## Document excerpt
****

A poem by an Auckland student that is "unashamedly in love with the idea of life" has won the National Schools Poetry Award.
Eileithyia, by Grace Lee from Auckland International College, was chosen from 10 finalists to take the $1000 prize after judges labelled the work "inevitably compelling".
Competition judge Cliff Fell said what drew him to the poem was the gusto and exuberant music of its lines and imagery.
"The title refers to the Greek goddess of childbirth and the poem renews the ancient rituals and rites relating to childbirth by seeing them through young, contemporary eyes," he said.
Miss Lee, 16, said she writes poetry to express herself.
"It's a way to get my thoughts down. It's good in a personal sense."
Her winning work grew from an interest in mythology and history, she said.
"I thought poetry would be a great medium through which I could look at the idea of femininity and how it has changed over time."
While it was daunting having people read her work, Miss Lee said it was also interesting hearing others' interpretations.
Entries for the competition, run by Victoria University of Wellington's International Institute of Modern Letters (IIML), came from senior secondary school students all over New Zealand.

****

## Data shown
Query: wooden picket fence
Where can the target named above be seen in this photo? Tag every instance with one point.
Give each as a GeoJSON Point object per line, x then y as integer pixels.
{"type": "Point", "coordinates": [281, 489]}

****

## Action item
Could you quote the article on the National Schools Poetry Award in full, word for word?

## Answer to this task
A poem by an Auckland student that is "unashamedly in love with the idea of life" has won the National Schools Poetry Award.
Eileithyia, by Grace Lee from Auckland International College, was chosen from 10 finalists to take the $1000 prize after judges labelled the work "inevitably compelling".
Competition judge Cliff Fell said what drew him to the poem was the gusto and exuberant music of its lines and imagery.
"The title refers to the Greek goddess of childbirth and the poem renews the ancient rituals and rites relating to childbirth by seeing them through young, contemporary eyes," he said.
Miss Lee, 16, said she writes poetry to express herself.
"It's a way to get my thoughts down. It's good in a personal sense."
Her winning work grew from an interest in mythology and history, she said.
"I thought poetry would be a great medium through which I could look at the idea of femininity and how it has changed over time."
While it was daunting having people read her work, Miss Lee said it was also interesting hearing others' interpretations.
Entries for the competition, run by Victoria University of Wellington's International Institute of Modern Letters (IIML), came from senior secondary school students all over New Zealand.